[Location identification items]
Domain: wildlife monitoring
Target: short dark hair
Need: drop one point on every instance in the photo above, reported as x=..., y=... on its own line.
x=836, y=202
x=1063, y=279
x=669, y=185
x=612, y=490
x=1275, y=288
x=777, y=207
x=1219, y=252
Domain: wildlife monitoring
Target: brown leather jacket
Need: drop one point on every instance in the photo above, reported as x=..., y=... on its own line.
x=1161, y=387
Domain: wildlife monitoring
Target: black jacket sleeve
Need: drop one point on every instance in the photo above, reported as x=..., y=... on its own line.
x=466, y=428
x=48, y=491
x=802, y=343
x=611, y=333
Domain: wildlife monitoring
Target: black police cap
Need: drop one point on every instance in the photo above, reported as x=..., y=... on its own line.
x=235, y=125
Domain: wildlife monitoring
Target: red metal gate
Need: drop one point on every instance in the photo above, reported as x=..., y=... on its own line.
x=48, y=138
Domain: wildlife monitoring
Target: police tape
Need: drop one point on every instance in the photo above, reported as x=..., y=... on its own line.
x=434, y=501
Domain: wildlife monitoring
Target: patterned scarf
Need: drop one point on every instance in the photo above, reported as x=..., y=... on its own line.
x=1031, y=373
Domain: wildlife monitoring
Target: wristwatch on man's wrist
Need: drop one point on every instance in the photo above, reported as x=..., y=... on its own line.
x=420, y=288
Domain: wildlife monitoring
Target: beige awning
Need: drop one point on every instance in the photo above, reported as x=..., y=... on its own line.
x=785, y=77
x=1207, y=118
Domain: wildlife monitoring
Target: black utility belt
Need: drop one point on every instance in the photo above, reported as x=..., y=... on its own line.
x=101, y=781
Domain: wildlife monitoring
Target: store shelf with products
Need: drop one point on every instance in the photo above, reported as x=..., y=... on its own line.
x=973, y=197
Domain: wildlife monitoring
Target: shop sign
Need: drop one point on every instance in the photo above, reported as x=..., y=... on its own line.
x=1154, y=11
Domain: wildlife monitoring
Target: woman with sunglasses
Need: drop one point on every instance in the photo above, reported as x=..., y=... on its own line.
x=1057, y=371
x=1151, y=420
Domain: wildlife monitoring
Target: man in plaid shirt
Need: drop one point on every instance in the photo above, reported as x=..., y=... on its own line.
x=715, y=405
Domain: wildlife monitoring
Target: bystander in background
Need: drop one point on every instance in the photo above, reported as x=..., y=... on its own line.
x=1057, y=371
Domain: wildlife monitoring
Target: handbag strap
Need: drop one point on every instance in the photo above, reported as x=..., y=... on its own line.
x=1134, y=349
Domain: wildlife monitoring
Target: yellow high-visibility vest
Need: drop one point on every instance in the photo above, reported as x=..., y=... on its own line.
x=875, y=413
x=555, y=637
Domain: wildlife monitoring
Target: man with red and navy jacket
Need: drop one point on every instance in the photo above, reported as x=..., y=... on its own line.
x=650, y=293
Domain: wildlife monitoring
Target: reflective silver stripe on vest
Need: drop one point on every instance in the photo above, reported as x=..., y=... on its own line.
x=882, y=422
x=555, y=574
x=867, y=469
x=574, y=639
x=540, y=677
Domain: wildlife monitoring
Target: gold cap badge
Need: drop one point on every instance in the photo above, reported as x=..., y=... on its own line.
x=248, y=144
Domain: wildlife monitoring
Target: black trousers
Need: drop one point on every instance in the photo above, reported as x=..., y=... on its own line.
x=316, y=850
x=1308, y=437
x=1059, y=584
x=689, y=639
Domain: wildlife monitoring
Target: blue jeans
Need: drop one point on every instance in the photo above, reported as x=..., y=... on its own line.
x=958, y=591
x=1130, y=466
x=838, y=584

PROMPT.
The records above must be repeated exactly, every one of them.

CORRECT RESPONSE.
Domain: wildlife monitoring
Target: short dark hair
Need: drop one point on every instance in the photo above, reported as x=..., y=... on its own line.
x=836, y=202
x=1063, y=279
x=669, y=185
x=612, y=490
x=1275, y=288
x=777, y=207
x=1219, y=252
Domain: wildlife monitoring
Target: brown leather jacket
Need: drop one point on every instance in the photo above, reported as x=..., y=... on its own line.
x=1161, y=387
Domain: wildlife monitoring
Target: black jacket sleeve
Need: drop one point on every instance in the photo above, reported as x=..., y=... on its own line.
x=466, y=428
x=48, y=491
x=802, y=343
x=611, y=333
Domain: wildlife monitoring
Target: black police cap
Need: drop one point on every instance in the photo above, reported as x=..., y=... on its own line.
x=235, y=125
Domain: wildlife monitoring
Target: red metal gate
Need: drop one point on every instance in the photo above, reported as x=..., y=... on its own line.
x=48, y=138
Domain: wildlife monitoring
Target: police tape
Need: drop one point on every instance in the photo above, reported as x=..., y=... on its own line.
x=434, y=501
Domain: wildlife monitoring
Target: patterned scarf
Need: drop one point on every instance in the photo above, reported as x=..., y=... on its own line.
x=1031, y=373
Domain: wildlife monitoring
Target: wristwatch on man's wrist
Need: drop one point on every instance in the photo above, reported as x=..., y=... on its own line.
x=420, y=288
Domain: wildlife monitoring
Target: beige awning
Need: drop one point on every instance in the photo above, reported as x=..., y=... on its own line.
x=785, y=77
x=1207, y=118
Domain: wildlife monitoring
Target: black utility belt
Need: drop one point on every instance in the photo above, reported as x=..., y=... on its own line.
x=101, y=781
Domain: wildlife monitoring
Target: store shelf with products
Need: drop one point on every instance in the photo above, reported as x=..., y=... on its own line.
x=973, y=197
Domain: wildlife monitoring
Target: shop sign
Need: drop one point on every instance in the photo above, reported as x=..., y=... on its own line.
x=1154, y=11
Domain: wildlife monitoring
Target: woman with sunglasses
Need: drop one point on every instance in the photo above, reported as x=..., y=... on its own line.
x=1057, y=371
x=1151, y=420
Domain: wildlife monitoring
Target: man in plaid shirt
Need: drop one point on every instance in the photo above, reported as x=..., y=... on its own line.
x=715, y=405
Domain: wildlife monitoring
Target: bystander in background
Need: drop one point on every instance in the photo above, reported as x=..., y=... on its own line.
x=1057, y=371
Domain: wildlife monitoring
Target: handbag strap
Need: drop one point on every instance in the photo above, reported as x=..., y=... on its own line.
x=1134, y=349
Domain: wildlife monitoring
Target: yellow high-visibility vest
Need: drop one point on every instance in the photo above, reported as x=..., y=... on its own line.
x=875, y=413
x=555, y=637
Domain: wildlife monitoring
Target: man with red and navy jacket
Need: drop one point on every instance in the photo above, reported as x=..., y=... on its own line.
x=650, y=293
Domain: wildlife monitoring
Target: reflective silver stripe on vest
Need: drop one point on every instance in the photo above, reported as x=..., y=... on its own line.
x=882, y=422
x=555, y=574
x=867, y=469
x=574, y=639
x=540, y=677
Domain: wildlife monitoring
Target: gold cap badge
Need: drop one point on every instance in the photo above, reported as x=..., y=... on its own line.
x=248, y=144
Domain: wildlife monitoring
Target: black trousers
Need: drop one point on every instance in the photo above, reported as x=..., y=... on its own line.
x=316, y=850
x=1308, y=437
x=1059, y=584
x=689, y=639
Domain: wildlife monitoring
Target: blue jeans
Need: drop one point on every instance in the photo above, reported as x=..., y=... on its own line.
x=958, y=591
x=1130, y=466
x=838, y=584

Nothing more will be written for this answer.